Copy verbatim every line of the items from the one containing "background with a single point per instance." down to the end of the items, both ends included.
** START AVAILABLE RECORDS **
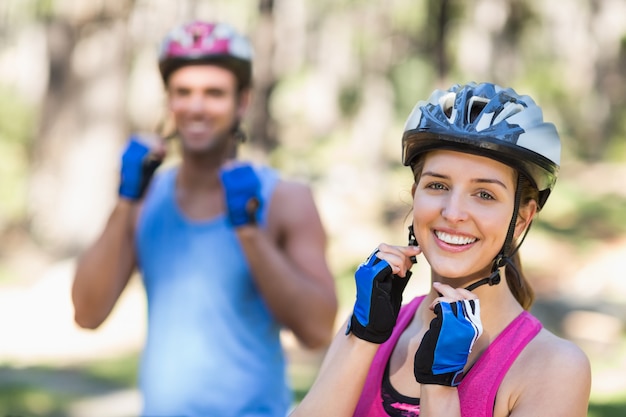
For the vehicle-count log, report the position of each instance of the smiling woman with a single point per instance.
(484, 163)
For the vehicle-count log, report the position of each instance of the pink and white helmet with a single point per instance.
(205, 42)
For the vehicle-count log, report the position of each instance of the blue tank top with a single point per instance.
(212, 347)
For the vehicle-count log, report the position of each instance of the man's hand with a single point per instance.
(446, 346)
(139, 161)
(242, 190)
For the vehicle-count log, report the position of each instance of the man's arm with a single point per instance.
(105, 268)
(289, 265)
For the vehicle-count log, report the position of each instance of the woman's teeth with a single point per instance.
(454, 239)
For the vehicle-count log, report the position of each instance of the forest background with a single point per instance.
(334, 82)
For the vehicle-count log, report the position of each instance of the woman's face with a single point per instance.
(462, 207)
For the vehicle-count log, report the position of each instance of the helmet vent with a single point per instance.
(447, 104)
(509, 109)
(475, 106)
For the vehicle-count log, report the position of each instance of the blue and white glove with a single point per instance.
(138, 166)
(242, 190)
(378, 300)
(444, 350)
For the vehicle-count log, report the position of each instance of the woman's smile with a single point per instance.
(462, 207)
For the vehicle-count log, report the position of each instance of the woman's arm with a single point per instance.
(552, 377)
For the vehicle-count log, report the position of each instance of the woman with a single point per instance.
(484, 163)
** END AVAILABLE RECORDS **
**REPLY:**
For the vehicle-count log, report the position of each instance of the forest background with a single point per instance.
(334, 82)
For the vehicle-count log, report the position of each instance of the woman's face with a single point per instance.
(462, 207)
For the vehicle-count log, report the position of each instance of the helmet vent with a single point per instance.
(447, 104)
(509, 109)
(475, 106)
For the vehicle-count log, report the position of each instance of the blue and white glove with a single point per instance.
(138, 166)
(242, 190)
(378, 300)
(444, 350)
For the vehicle-count log, report the position of each instance of the woman's smile with a single point per instance.
(462, 207)
For the vehicle-count log, report the position of each instance of the woman's arm with a single point per instance.
(552, 377)
For the vehicle-count log, report the position of each instance of the woman with a single point per instance.
(484, 163)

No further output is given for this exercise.